Please pull out each line of the material below that contains the word "instance".

═══ Raw records

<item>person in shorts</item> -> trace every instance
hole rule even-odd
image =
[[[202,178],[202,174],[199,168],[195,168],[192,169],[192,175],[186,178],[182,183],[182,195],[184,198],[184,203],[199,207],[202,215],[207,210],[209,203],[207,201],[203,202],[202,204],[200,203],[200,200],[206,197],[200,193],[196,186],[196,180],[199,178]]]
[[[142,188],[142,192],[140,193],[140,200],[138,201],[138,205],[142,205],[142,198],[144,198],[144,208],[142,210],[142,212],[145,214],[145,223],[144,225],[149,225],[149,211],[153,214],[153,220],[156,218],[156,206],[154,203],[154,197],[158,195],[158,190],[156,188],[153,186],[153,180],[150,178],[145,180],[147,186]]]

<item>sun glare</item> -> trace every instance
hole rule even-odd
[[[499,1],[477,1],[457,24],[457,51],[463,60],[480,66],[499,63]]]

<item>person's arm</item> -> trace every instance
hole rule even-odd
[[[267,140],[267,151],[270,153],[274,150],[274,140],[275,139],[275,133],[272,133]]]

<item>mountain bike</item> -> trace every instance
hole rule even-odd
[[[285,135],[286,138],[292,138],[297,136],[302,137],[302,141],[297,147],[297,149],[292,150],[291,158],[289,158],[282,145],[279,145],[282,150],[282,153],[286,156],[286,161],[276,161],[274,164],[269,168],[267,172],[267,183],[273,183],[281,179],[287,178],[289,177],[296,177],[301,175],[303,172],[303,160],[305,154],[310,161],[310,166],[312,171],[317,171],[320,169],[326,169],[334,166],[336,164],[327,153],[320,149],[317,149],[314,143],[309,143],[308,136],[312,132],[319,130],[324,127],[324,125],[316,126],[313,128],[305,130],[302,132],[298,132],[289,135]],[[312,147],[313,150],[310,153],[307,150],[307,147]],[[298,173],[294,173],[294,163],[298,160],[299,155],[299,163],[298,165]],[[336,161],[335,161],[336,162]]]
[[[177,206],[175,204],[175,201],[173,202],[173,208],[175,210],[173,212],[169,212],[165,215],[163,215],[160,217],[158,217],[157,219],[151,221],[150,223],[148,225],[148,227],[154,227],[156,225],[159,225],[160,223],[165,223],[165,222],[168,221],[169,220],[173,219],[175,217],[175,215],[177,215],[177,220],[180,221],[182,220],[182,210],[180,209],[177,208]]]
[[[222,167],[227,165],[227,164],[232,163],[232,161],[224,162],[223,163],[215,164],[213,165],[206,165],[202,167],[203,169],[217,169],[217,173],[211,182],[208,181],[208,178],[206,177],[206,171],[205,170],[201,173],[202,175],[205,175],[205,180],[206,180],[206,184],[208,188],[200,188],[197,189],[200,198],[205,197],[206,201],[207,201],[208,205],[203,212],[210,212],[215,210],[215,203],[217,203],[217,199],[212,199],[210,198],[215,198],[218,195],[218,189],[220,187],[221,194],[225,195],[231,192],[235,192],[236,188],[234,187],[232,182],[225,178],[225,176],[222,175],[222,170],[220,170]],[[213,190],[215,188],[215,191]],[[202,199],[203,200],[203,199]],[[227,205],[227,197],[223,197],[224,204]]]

══════

**Solved exercise:**
<item>person in shorts</item> -> trace every instance
<item>sun glare</item> -> trace every instance
<item>person's arm</item> -> trace every instance
<item>mountain bike</item> -> trace every instance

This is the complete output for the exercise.